- **Brief**
For the entry on the film Garbage Man below, say whether each statement agrees with it. Answer yes or no, and quote the deciding words. (a) Aleksei Guskov directed the film. (b) The film is set during the winter. (c) Sergey Astakhov edited the film.

- **Document passage**
━━━━━━━━━━━━━━━━

- Russian: Мусорщик
- Directed by: Georgy Shengeliya
- Written by: Yuriy Korotkov; Ivan Okhlobystin;
- Produced by: Vasili Anisimov; Galina Belinskaya; Aleksei Guskov;
- Starring: Aleksei Guskov; Olesya Sudzilovskaya; Yelena Baromykina; Aleksandr Berda; Yuriy Gorin;
- Cinematography: Sergey Astakhov
- Edited by: Tatyana Egorycheva
- Music by: Aleksandr Chaykovskiy
- Release date: 2001;
- Country: Russia
- Language: Russian

= Garbage Man (film) =

Garbage Man (Мусорщик) is a 2001 Russian romance film directed by Georgy Shengeliya. The film takes place in a small provincial town during the winter. The film tells about the relationship of the garbage man and a girl who, for some reason, ended up in this city.

━━━━━━━━━━━━━━━━

- **Dataset content**
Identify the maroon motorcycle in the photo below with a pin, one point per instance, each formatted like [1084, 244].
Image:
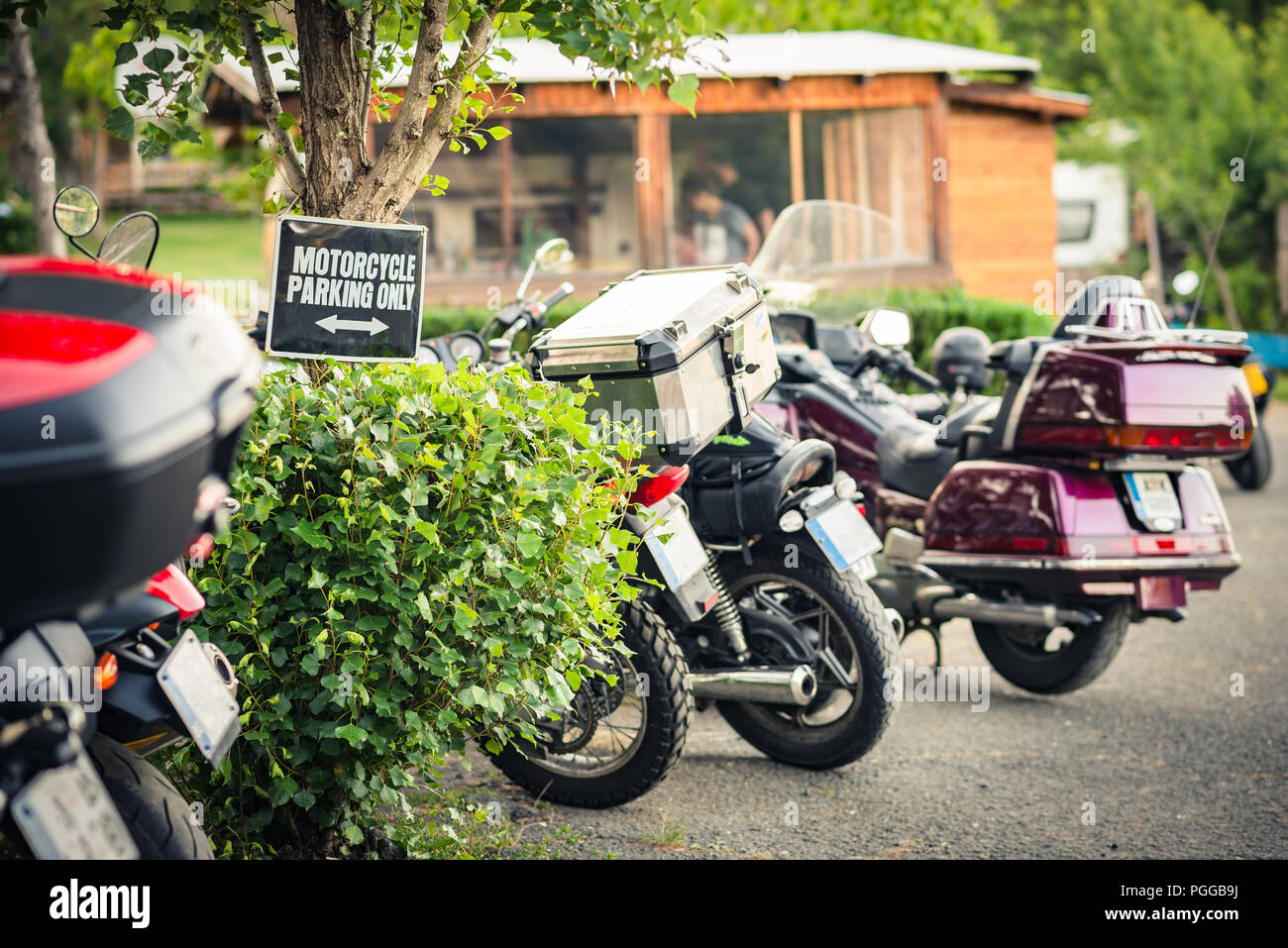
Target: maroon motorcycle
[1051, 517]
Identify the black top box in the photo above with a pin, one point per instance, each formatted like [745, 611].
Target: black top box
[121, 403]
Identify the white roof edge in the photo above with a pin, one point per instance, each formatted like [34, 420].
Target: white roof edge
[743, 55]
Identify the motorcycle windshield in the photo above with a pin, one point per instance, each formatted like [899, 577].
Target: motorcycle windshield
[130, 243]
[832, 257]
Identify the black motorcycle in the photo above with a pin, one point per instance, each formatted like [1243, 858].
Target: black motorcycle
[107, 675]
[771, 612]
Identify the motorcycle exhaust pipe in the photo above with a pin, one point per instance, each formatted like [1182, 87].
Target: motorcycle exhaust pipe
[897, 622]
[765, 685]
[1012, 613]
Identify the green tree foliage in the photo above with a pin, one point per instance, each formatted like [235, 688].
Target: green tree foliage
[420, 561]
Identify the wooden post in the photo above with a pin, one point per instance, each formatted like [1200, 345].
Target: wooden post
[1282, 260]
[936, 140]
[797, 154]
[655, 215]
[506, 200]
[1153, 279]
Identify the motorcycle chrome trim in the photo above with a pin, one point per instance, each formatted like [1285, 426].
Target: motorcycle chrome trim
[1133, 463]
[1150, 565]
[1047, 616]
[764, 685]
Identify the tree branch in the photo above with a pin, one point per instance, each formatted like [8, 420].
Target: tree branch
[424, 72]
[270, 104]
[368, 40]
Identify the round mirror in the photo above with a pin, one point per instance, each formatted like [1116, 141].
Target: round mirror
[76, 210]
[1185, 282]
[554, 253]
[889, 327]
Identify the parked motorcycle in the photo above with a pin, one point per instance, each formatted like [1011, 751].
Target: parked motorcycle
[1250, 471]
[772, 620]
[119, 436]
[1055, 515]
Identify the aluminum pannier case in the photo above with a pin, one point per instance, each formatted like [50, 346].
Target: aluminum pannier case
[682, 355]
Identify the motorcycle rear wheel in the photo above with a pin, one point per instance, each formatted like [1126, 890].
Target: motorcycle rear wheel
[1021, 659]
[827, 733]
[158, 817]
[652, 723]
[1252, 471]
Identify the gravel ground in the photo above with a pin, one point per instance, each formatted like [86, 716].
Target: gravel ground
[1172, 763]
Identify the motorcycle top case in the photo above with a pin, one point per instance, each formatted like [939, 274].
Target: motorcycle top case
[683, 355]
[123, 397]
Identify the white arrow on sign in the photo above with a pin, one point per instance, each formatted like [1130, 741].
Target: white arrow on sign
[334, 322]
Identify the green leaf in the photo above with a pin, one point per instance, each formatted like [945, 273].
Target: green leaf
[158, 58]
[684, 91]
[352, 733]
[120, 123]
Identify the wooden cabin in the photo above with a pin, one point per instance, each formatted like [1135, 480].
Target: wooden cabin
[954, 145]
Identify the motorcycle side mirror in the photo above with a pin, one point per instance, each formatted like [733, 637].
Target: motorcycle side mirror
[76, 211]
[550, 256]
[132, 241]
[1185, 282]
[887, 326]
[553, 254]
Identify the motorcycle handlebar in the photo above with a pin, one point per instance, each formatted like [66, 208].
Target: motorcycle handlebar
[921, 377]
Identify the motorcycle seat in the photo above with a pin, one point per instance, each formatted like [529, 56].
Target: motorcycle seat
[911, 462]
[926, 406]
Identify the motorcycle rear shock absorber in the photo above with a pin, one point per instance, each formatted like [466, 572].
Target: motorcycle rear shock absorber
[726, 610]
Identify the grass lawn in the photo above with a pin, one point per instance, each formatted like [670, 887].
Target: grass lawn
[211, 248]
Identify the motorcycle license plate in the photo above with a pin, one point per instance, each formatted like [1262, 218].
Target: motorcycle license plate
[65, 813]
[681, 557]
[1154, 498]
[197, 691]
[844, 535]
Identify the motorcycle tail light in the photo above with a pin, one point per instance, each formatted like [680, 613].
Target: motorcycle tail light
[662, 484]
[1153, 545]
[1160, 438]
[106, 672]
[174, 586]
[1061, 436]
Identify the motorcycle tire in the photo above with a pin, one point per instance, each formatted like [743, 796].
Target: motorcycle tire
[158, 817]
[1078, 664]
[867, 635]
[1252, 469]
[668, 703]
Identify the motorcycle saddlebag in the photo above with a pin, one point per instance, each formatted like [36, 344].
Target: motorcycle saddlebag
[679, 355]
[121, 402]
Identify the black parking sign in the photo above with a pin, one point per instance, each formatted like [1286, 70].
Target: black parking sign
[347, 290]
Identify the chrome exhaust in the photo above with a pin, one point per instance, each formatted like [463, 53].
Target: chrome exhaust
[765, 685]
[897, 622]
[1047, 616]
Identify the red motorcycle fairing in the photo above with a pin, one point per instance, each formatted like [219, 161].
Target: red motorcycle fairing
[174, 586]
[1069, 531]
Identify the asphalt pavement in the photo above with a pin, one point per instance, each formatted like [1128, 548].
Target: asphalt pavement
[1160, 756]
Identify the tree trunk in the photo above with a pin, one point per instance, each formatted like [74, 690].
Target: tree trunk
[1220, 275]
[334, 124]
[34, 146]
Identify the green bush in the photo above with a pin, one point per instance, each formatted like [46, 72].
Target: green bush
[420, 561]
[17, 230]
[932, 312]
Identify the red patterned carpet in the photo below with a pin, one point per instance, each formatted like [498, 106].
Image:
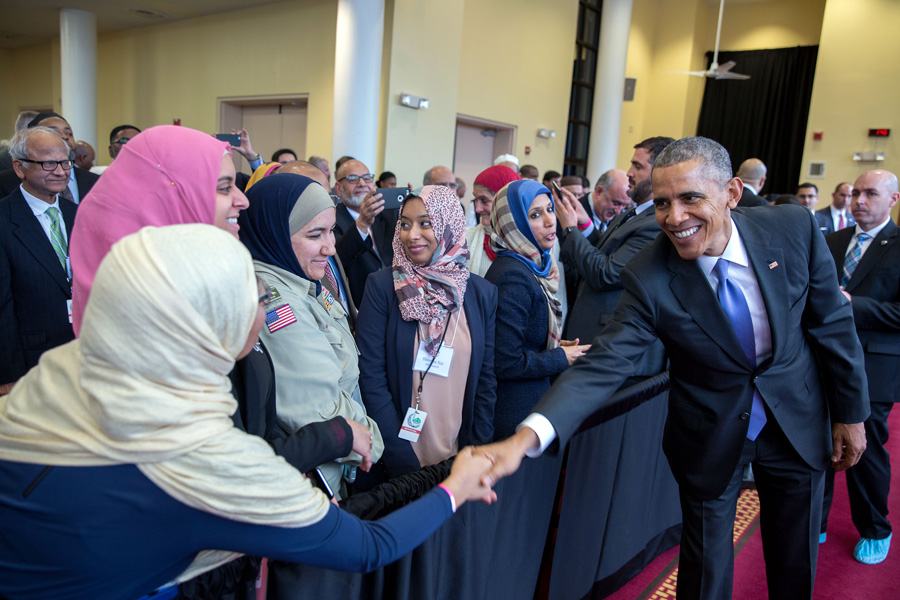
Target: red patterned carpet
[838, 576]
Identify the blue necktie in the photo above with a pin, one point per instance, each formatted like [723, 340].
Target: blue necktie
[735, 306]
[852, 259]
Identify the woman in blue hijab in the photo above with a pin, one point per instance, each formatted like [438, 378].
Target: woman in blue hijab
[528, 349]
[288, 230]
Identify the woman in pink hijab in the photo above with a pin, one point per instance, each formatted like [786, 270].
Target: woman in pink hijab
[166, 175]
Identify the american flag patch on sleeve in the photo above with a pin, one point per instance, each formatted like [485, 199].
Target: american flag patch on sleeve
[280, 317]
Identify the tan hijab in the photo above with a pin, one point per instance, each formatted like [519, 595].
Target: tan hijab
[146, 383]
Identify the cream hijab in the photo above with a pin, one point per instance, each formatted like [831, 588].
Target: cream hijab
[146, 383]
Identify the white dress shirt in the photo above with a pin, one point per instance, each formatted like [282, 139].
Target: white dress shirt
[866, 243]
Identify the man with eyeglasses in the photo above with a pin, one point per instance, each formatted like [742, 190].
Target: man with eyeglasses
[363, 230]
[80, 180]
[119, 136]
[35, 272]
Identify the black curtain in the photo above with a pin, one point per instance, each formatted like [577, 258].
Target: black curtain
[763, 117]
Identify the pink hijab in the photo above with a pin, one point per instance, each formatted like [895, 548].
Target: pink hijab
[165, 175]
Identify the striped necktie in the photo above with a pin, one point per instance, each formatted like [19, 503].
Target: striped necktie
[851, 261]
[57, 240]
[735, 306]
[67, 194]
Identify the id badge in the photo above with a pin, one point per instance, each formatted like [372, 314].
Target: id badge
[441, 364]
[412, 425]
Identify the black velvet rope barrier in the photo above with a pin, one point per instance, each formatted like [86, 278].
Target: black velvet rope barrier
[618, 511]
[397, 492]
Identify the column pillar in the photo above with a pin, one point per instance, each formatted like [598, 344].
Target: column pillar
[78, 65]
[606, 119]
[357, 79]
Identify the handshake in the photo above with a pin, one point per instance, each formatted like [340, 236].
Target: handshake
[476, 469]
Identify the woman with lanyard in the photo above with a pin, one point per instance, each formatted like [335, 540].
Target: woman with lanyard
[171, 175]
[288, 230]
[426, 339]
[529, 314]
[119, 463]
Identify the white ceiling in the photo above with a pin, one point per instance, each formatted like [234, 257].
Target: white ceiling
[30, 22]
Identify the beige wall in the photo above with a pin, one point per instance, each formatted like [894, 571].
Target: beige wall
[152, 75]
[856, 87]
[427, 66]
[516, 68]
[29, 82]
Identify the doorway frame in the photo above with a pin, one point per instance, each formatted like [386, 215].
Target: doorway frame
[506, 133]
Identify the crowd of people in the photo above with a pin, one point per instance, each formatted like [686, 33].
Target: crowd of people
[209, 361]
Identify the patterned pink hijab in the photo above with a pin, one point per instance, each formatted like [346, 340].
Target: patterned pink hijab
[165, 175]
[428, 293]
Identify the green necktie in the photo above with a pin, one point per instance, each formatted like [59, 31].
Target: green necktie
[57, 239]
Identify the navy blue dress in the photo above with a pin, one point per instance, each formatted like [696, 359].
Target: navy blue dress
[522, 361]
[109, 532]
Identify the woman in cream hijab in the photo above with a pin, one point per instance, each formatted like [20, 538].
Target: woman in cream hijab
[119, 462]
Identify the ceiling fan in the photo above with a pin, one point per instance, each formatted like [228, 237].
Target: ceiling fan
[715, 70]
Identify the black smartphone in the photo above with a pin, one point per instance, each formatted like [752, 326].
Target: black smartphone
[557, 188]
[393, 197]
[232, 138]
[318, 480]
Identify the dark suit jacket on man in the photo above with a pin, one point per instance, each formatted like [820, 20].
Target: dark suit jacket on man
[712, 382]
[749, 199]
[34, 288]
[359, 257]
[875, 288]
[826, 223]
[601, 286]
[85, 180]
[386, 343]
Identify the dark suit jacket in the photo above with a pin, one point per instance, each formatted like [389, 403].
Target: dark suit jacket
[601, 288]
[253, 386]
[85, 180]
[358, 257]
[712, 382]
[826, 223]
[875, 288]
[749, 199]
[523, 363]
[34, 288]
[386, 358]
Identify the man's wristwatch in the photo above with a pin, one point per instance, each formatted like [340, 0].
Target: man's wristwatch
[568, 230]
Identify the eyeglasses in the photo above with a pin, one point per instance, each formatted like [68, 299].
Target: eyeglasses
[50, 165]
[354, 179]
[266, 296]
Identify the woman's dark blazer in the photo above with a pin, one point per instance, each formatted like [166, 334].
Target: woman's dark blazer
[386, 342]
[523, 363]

━━━━━━━━━━━━━━━━

- **Task answer**
(a) No: "Directed by: Georgy Shengeliya"
(b) Yes: "The film takes place in a small provincial town during the winter."
(c) No: "Edited by: Tatyana Egorycheva"